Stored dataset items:

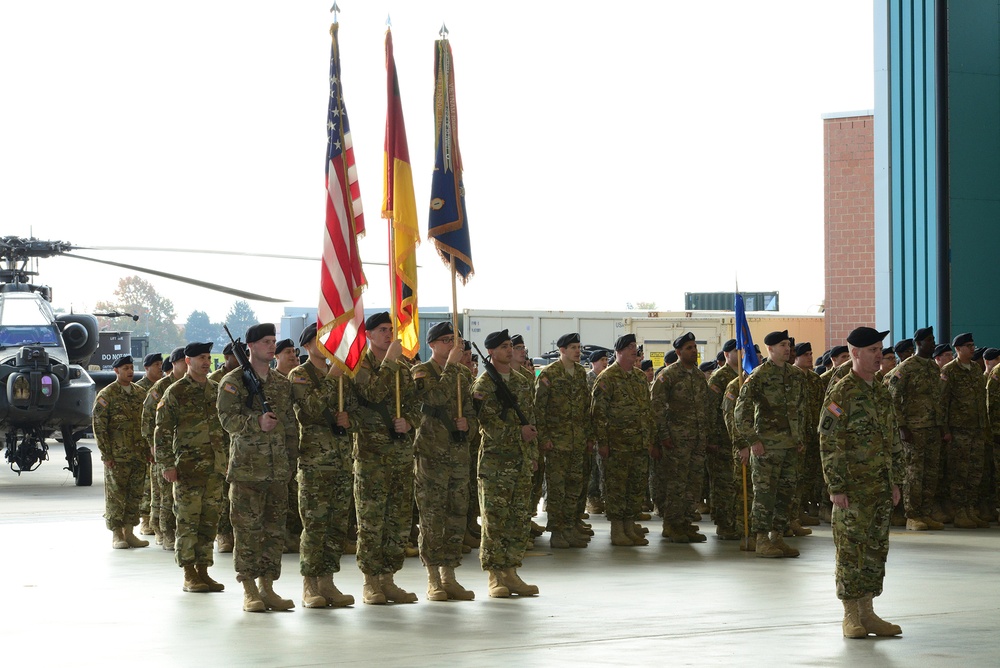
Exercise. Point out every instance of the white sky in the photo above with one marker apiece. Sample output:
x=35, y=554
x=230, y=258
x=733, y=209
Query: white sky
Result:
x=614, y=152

• Exercise aim:
Retype the records verbatim, but not their images.

• Solution to the problem:
Exercise. Point out every instance of the white sky in the photo above with one marker apiece. Sample output:
x=35, y=554
x=230, y=258
x=733, y=209
Query: white sky
Result:
x=614, y=152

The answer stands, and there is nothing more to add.